# Exercise objective
Copy verbatim the lines of the records that start with the line containing "Expected: one point per instance of the suit" and run through the line containing "[[713, 332], [424, 325], [584, 329]]", including both of those lines.

————

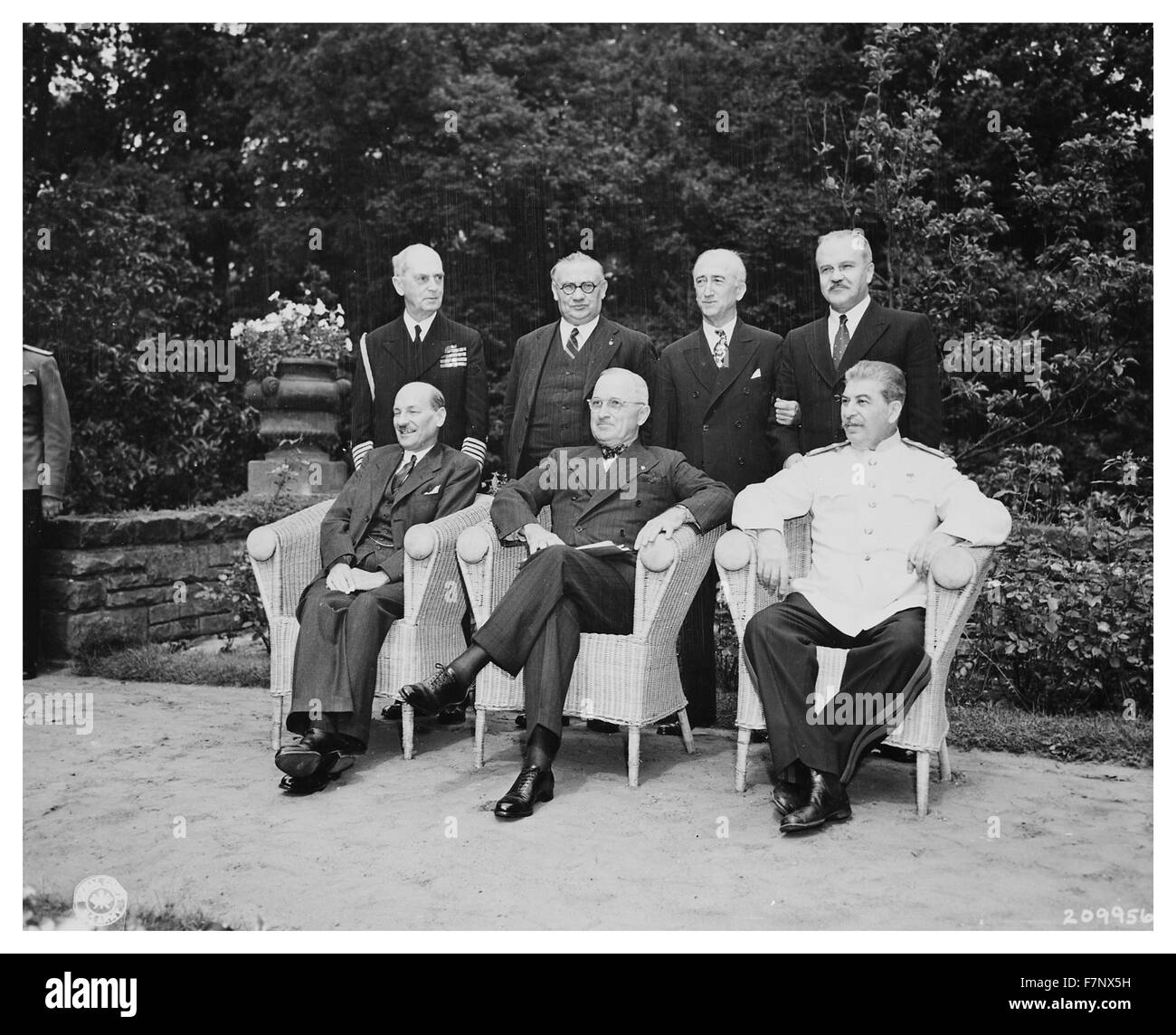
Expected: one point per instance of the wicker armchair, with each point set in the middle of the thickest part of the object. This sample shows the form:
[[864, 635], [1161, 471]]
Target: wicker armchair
[[631, 680], [285, 557], [925, 727]]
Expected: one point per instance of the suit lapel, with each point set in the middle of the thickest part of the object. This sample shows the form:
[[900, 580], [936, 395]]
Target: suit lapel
[[601, 347], [819, 351], [869, 329], [697, 356], [739, 356]]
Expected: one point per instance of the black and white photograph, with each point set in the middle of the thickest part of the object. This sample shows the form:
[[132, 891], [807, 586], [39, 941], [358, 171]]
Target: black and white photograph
[[602, 477]]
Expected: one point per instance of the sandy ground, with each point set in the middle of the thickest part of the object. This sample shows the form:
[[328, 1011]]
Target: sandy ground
[[399, 845]]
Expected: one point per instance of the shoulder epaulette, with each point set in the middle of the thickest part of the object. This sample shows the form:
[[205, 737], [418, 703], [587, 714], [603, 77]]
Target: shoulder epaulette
[[920, 446], [827, 448]]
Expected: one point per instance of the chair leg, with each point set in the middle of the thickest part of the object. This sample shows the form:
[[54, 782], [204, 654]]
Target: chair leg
[[479, 737], [744, 741], [687, 733], [922, 780], [406, 730], [634, 754], [275, 732]]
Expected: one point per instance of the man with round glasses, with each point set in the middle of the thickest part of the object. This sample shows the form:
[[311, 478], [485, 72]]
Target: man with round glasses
[[555, 367]]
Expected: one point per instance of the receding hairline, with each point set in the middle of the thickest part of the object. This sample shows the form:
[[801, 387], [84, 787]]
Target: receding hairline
[[577, 257], [732, 258], [635, 383], [401, 259]]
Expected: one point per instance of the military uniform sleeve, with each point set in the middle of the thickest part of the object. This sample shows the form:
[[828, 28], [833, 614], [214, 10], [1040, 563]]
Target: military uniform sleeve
[[477, 403], [361, 408], [787, 494], [55, 431], [967, 513]]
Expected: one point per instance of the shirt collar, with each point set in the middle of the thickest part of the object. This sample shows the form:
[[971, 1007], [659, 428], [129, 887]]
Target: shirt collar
[[713, 332], [424, 325], [584, 329]]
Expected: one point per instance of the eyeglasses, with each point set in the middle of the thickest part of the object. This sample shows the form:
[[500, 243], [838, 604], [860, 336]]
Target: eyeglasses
[[611, 404]]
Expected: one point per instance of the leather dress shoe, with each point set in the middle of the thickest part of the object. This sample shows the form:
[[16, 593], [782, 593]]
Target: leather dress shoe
[[827, 801], [307, 755], [332, 768], [441, 690], [788, 796], [530, 784]]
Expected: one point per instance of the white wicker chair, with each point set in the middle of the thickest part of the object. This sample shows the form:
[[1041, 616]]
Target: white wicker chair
[[631, 680], [925, 727], [285, 557]]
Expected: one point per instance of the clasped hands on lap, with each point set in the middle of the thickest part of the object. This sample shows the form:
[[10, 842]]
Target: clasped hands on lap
[[346, 579], [772, 555]]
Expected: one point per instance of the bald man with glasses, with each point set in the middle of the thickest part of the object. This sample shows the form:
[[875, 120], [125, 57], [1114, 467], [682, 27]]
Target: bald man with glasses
[[555, 367]]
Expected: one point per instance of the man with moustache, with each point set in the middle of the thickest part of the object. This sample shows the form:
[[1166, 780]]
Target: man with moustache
[[882, 507], [563, 592], [346, 612], [422, 345], [554, 367], [815, 356], [714, 404]]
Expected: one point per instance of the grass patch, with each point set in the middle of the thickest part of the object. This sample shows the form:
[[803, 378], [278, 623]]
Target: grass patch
[[1093, 737], [163, 663], [55, 913]]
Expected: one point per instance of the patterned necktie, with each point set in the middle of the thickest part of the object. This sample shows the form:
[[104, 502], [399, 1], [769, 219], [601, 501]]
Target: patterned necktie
[[572, 346], [720, 349], [398, 482], [841, 342]]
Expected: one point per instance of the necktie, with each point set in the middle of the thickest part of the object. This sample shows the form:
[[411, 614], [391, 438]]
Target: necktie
[[720, 349], [841, 342], [403, 474], [572, 346]]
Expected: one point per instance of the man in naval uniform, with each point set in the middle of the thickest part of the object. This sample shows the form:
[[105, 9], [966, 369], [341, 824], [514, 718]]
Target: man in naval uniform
[[46, 459], [882, 507]]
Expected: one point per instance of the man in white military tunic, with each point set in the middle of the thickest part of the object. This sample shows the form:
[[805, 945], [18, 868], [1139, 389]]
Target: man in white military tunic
[[882, 507]]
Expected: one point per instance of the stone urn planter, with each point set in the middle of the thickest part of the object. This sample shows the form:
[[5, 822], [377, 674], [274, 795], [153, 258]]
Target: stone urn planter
[[299, 427]]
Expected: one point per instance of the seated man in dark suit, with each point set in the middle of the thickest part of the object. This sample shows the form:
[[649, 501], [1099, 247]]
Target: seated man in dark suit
[[882, 507], [346, 612], [563, 592], [814, 357]]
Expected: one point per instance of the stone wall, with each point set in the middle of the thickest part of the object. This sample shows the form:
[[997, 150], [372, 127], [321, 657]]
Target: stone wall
[[136, 576]]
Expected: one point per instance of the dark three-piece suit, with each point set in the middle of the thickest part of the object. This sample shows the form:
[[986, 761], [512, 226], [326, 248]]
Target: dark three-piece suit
[[547, 389], [561, 592], [807, 375], [340, 634]]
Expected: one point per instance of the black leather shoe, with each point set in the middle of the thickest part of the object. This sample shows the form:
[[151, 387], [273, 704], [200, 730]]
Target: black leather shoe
[[304, 757], [827, 801], [530, 784], [788, 796], [442, 690], [453, 716], [333, 767]]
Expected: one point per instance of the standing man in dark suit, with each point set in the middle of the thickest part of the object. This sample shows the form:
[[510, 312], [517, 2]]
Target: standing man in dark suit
[[555, 367], [46, 458], [422, 345], [563, 592], [346, 612], [815, 356], [714, 404]]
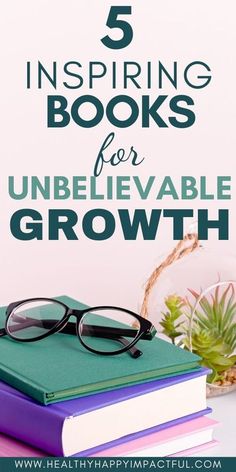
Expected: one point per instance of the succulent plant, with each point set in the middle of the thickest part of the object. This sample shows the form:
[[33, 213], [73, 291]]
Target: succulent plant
[[171, 327], [212, 332]]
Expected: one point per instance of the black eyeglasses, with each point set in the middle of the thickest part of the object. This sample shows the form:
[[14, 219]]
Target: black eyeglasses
[[106, 330]]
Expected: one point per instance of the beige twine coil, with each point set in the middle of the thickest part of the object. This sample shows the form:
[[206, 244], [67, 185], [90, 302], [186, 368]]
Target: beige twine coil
[[184, 247]]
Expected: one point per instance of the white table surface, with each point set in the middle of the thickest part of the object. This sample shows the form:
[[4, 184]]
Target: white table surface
[[224, 411]]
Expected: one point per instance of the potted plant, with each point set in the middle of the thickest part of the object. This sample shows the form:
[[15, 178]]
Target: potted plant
[[205, 324]]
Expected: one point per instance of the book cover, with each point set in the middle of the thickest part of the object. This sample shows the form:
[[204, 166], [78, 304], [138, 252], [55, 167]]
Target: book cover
[[117, 187], [56, 427], [58, 367]]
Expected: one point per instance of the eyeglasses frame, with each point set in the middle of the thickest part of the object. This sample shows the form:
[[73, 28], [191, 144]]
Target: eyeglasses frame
[[147, 331]]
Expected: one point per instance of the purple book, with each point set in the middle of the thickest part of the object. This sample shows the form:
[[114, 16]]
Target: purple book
[[89, 424]]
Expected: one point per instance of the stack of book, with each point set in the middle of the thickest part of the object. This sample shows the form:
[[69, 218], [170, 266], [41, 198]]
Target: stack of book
[[56, 398]]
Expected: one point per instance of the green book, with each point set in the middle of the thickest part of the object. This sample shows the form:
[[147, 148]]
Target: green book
[[59, 368]]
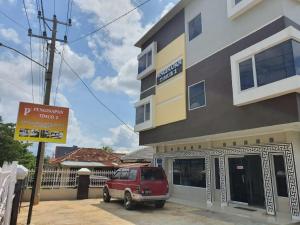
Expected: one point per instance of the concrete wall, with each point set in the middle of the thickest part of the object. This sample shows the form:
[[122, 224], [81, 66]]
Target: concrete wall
[[190, 195], [216, 24], [61, 194]]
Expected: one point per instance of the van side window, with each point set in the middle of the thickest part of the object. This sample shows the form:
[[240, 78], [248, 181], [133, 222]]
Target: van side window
[[132, 174], [117, 175], [124, 174]]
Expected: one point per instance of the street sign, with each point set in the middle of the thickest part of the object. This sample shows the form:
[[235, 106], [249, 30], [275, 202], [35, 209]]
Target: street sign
[[42, 123]]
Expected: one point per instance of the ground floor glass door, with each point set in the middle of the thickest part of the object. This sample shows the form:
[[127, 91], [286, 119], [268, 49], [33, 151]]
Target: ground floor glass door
[[246, 180]]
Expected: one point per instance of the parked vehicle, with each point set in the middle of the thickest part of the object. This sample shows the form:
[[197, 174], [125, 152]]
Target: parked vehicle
[[138, 184]]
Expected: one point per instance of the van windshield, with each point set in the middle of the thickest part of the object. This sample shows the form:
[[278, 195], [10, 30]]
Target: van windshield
[[152, 174]]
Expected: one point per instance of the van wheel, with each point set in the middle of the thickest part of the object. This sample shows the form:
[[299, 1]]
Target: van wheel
[[128, 204], [106, 196], [159, 204]]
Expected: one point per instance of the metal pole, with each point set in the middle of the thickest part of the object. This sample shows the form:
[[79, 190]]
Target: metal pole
[[35, 194]]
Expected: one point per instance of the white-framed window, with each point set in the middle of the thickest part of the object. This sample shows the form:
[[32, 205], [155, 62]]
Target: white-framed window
[[237, 7], [195, 27], [189, 172], [197, 96], [146, 61], [271, 65], [144, 114], [268, 69]]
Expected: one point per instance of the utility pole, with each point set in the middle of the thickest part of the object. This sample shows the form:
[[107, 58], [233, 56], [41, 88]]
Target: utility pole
[[35, 194]]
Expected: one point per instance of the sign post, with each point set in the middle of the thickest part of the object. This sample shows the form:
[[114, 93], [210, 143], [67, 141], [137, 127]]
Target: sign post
[[42, 123]]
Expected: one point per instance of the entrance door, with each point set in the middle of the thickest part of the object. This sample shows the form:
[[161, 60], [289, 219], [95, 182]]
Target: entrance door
[[246, 180], [255, 181], [237, 176]]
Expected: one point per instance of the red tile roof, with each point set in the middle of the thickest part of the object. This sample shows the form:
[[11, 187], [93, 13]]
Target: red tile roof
[[90, 155]]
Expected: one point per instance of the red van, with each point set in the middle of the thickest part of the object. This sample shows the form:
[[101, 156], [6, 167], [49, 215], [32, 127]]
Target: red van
[[138, 184]]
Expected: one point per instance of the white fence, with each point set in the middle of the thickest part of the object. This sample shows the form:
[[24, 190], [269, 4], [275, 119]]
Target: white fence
[[8, 179], [65, 178]]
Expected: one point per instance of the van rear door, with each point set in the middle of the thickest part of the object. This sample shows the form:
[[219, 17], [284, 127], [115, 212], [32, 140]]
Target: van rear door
[[153, 181]]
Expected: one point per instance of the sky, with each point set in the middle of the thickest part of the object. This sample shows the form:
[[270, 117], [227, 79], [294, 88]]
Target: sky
[[106, 61]]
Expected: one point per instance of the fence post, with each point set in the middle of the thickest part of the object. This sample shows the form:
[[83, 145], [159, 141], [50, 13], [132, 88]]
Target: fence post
[[22, 172], [83, 183]]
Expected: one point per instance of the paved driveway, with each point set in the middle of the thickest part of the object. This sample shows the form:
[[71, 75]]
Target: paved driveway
[[94, 211]]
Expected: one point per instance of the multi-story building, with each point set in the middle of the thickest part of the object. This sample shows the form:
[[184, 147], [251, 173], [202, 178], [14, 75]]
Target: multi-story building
[[220, 102]]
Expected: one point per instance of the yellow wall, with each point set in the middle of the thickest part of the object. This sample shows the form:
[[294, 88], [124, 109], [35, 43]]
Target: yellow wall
[[170, 98]]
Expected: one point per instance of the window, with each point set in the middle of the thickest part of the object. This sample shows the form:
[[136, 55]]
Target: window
[[159, 162], [189, 172], [195, 27], [142, 113], [147, 111], [152, 174], [197, 95], [296, 52], [146, 61], [280, 175], [246, 74], [117, 175], [132, 174], [235, 8], [274, 64], [124, 174], [217, 173]]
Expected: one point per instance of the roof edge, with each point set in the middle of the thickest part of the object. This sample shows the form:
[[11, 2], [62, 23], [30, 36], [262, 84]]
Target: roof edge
[[159, 24]]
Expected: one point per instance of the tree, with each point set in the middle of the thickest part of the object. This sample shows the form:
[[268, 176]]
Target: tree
[[11, 150], [107, 149]]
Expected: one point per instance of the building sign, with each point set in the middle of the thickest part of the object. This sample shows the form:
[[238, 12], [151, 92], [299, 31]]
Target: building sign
[[42, 123], [170, 71]]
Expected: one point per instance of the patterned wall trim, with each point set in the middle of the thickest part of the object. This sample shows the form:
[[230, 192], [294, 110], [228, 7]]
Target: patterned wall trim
[[265, 152], [223, 181], [208, 180]]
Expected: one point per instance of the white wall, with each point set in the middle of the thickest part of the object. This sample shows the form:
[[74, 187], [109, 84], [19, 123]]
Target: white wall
[[218, 30]]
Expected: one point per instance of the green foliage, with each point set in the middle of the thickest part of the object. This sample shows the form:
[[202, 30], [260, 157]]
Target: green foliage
[[11, 150], [107, 149]]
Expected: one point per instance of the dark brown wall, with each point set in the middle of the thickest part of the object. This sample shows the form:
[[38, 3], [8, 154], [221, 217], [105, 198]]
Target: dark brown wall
[[220, 115], [148, 81], [173, 29]]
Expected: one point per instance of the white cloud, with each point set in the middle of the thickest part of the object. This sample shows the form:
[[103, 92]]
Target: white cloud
[[15, 86], [7, 1], [116, 44], [167, 8], [122, 139], [9, 34], [123, 82]]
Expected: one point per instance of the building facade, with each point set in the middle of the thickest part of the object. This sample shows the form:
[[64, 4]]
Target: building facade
[[220, 102]]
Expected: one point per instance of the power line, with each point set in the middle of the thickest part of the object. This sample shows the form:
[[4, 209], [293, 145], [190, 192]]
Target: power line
[[109, 23], [95, 96], [59, 74], [14, 21], [26, 14], [68, 18], [15, 50], [31, 69]]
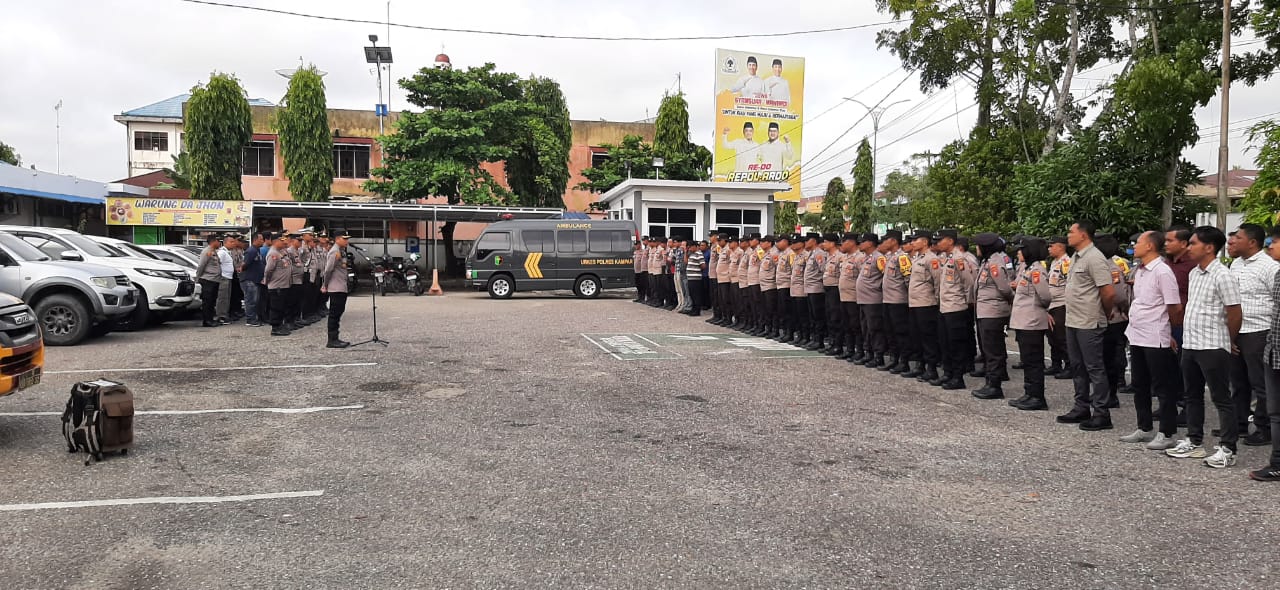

————

# Worked solution
Expected: one point per instance of the suit lapel, with each point set in the middle of the thickest part of the object. This sample shows the form:
[[900, 580], [936, 395]]
Target: suit lapel
[[601, 347], [819, 351], [869, 329], [697, 356], [739, 356]]
Expected: one point per instance of the black and white photograph, with each point set in the middle of the thickest part of the object. This sample shows the form:
[[132, 891], [807, 586], [39, 941], [358, 171]]
Target: black and white photograph
[[602, 477]]
Expected: one point per instance of the sandy ground, with each point set in the middle of the thickest part of the object. This sample shows the form:
[[328, 1011]]
Target: sandy ground
[[399, 845]]
Expected: one point per instance of the shoulder epaulette, with each point set in the middle of the thickest part of the object. This sample shows the form:
[[205, 737], [418, 703], [587, 714], [603, 77]]
Target: shoulder epaulette
[[920, 446], [827, 448]]
Expected: one point per instance of the chair leg, with each point set in the middle of the thickest part of the object. This sample shows the form:
[[54, 782], [204, 654]]
Target: chair leg
[[479, 737], [744, 741], [687, 733], [922, 780], [406, 730], [634, 754], [275, 732]]
Expected: one point per instance of the man with round glasses, with each point set in the middle of the thickest part of the object. This sample shows the form:
[[311, 478], [485, 72]]
Target: man with round glasses
[[555, 367]]
Expected: one point per instance of the receding hairline, with each point set in the middle of the thickest part of the object. This sample shows the form:
[[801, 387], [84, 787]]
Target: receding hairline
[[577, 257], [732, 258], [635, 383], [401, 259]]
Expected: one point per instance of the military uniform sleeve, with each point set in the middle of the thickest part of the object. This sample shows the form:
[[828, 28], [833, 614], [214, 10], [1040, 563]]
Target: military uniform sleeve
[[477, 403], [361, 408], [787, 494], [55, 431], [967, 513]]
Expected: one point per instance of the shirt collar, with each point set in the middle of the thickest part of the object. This sample shows the form:
[[971, 1007], [659, 428], [129, 887]]
Target: shirt collar
[[713, 332], [424, 325], [584, 329]]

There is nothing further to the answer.